▸ **Task to carry out**
All of the data is to be written out again exactly, without the pictures.

Image-grounded pointing data:
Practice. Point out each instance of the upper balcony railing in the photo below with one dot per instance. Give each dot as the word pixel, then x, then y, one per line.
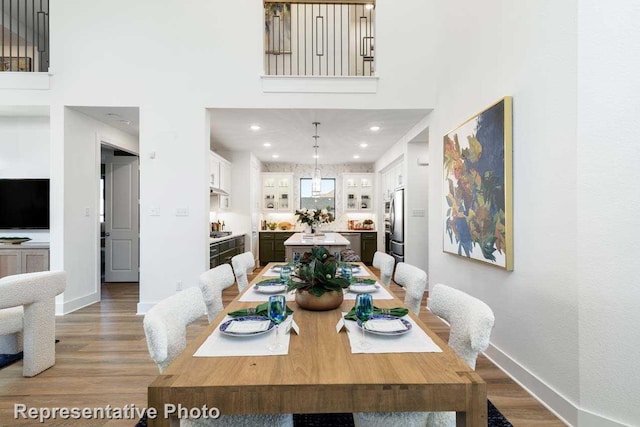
pixel 24 35
pixel 319 39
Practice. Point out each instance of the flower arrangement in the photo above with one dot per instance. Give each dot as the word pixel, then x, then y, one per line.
pixel 314 217
pixel 316 273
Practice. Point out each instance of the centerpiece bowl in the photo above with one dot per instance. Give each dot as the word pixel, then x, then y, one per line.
pixel 315 282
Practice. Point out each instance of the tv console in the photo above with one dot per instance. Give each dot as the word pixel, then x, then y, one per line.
pixel 27 257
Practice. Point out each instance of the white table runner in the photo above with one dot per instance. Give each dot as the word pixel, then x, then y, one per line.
pixel 414 341
pixel 220 345
pixel 252 295
pixel 380 293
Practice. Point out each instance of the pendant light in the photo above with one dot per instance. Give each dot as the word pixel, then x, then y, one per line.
pixel 316 179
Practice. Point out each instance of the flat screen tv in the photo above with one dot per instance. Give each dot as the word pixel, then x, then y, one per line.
pixel 24 203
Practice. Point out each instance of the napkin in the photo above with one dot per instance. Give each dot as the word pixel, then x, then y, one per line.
pixel 259 310
pixel 396 311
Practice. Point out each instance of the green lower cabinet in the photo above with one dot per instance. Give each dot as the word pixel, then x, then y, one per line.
pixel 368 247
pixel 271 246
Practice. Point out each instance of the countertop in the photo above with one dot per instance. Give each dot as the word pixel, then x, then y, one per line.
pixel 329 239
pixel 223 238
pixel 25 245
pixel 323 231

▸ **Solution below**
Practice. Point out each instance of the upper balcony railing in the photo below with one dot per instance. Give each dot as the word pixel, then x, then y, one per line.
pixel 24 35
pixel 319 39
Practice. Point out each instance of the flower arrangement in the photo above with one dot per instance. Give each dot as the word pixel, then x, then y, one per line.
pixel 314 217
pixel 316 273
Practice. Point out each instance of the centerpiece bowl in the photo above with one dot per instance. Give each dot as the word pixel, then x, then y, one per line.
pixel 315 282
Practice. Point out each instance of the tv console in the photo above with one dot per instance. Give each dot as the word pixel, then x, then y, one per line.
pixel 27 257
Practice. Point out each instance of the white table runner in the photo above with one dot per instance. Give each dot as the word pixel, then x, then y, one per line.
pixel 414 341
pixel 220 345
pixel 252 295
pixel 380 293
Practice. Point out each instance of the pendant light in the photo above with one dot per instance. Give each dot as the word pixel, then x, then y, one per line.
pixel 316 179
Practice. Point out each instance of the flat screen tv in the photo above with one dot per instance. Give each dot as the word pixel, then x, then y, one per line.
pixel 24 203
Practice. Point out each instance of the napkin in the photo above with one dot per instance. Give each dot as the word pixel, then x, then y, one per line.
pixel 259 310
pixel 396 311
Practice. Point out each instance of the green lower cabinet in the photo above with one dot per instance. Give each dot as the word pixel, then x, then y, one per line.
pixel 368 247
pixel 271 246
Practice. Point out each instance of the countertop in the photo above with one dot per instance. Give each dot as the word pixel, then x, then y, one per line.
pixel 329 239
pixel 223 238
pixel 25 245
pixel 323 231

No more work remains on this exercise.